** Pointing and labeling entries **
- - -

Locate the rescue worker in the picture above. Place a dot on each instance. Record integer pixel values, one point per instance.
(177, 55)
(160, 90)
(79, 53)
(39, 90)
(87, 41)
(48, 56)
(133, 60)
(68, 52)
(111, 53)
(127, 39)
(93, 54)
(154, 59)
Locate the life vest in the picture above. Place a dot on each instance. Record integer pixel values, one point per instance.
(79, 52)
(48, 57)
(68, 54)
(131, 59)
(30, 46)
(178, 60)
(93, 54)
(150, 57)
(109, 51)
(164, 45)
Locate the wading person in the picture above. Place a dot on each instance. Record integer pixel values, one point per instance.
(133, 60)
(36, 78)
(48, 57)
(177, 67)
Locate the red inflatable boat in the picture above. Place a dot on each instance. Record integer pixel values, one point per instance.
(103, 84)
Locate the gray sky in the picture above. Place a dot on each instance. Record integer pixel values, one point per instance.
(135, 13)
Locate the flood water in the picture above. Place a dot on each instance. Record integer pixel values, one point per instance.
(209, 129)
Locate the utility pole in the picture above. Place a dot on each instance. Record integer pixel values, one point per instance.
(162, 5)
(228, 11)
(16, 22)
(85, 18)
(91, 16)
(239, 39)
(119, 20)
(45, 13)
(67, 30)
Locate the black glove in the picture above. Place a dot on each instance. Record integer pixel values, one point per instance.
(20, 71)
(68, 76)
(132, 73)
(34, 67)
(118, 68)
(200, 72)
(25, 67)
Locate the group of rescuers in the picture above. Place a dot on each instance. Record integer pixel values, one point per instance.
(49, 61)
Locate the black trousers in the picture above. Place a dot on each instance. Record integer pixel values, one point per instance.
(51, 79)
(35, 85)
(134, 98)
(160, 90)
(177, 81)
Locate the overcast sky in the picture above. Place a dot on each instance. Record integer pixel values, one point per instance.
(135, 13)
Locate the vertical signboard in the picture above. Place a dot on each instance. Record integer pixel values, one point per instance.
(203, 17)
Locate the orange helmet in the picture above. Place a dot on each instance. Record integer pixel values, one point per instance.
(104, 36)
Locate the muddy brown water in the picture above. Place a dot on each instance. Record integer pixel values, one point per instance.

- - -

Copy all of the data exactly.

Locate the rescue worker in the picture above. Place a dot on each instance. Record integer pixel values, one point per instance.
(177, 55)
(160, 90)
(79, 53)
(39, 90)
(87, 41)
(48, 56)
(133, 60)
(68, 52)
(111, 53)
(127, 39)
(93, 54)
(154, 59)
Locate the life vest in the picture above. Place a dot on each instance. Record integer pixel values, one point per instance.
(79, 52)
(48, 57)
(68, 54)
(131, 59)
(30, 46)
(178, 60)
(93, 54)
(150, 57)
(109, 51)
(164, 45)
Locate the wading person in the picture above. Place a dot on each instance. Record integer pixel values, one point per instance.
(133, 60)
(36, 78)
(48, 57)
(177, 67)
Locate the red inflatable boat in the picture above. Place a dot on each instance. Record integer pixel values, one point per instance.
(103, 84)
Locate the gray sky in the picture above. Place a dot on each instance. Record integer pixel values, one point per instance.
(135, 13)
Locate the flood water in the picture above. Place a dot on each instance. Record integer pixel values, one point per instance.
(209, 129)
Locate the utility pole in the picture above. Place a dot on each instance. Record integer pixel values, one point per instance.
(162, 5)
(228, 11)
(16, 22)
(85, 18)
(91, 16)
(239, 39)
(119, 20)
(45, 13)
(67, 30)
Locate the black glove in the picture above. Place a dot on each instance. Record integer pixel values, one point per instance.
(20, 71)
(68, 76)
(132, 73)
(34, 67)
(118, 68)
(200, 72)
(25, 67)
Locate the group of rescuers in the picture above. Place a dot on each instance. Record integer pixel values, one point per instance.
(49, 61)
Locate the black trousers in the picture above. Place a dot on each instance. Record integer pixel values, one point per instance.
(51, 79)
(35, 85)
(134, 98)
(160, 90)
(177, 81)
Locate the overcast sky in the picture above. Place a dot on each instance. Record integer pixel values, one point per instance.
(135, 13)
Locate the vertical signboard in the picture above. Place a dot on each instance. Record integer pixel values, one point per instance.
(203, 17)
Locate the orange helmet in the picture above. Place a dot on each instance. Record integer pixel values, one point per instance.
(104, 36)
Locate the muddy brown water in the picture above. Place a dot on each instance. Record integer pixel values, one point per instance.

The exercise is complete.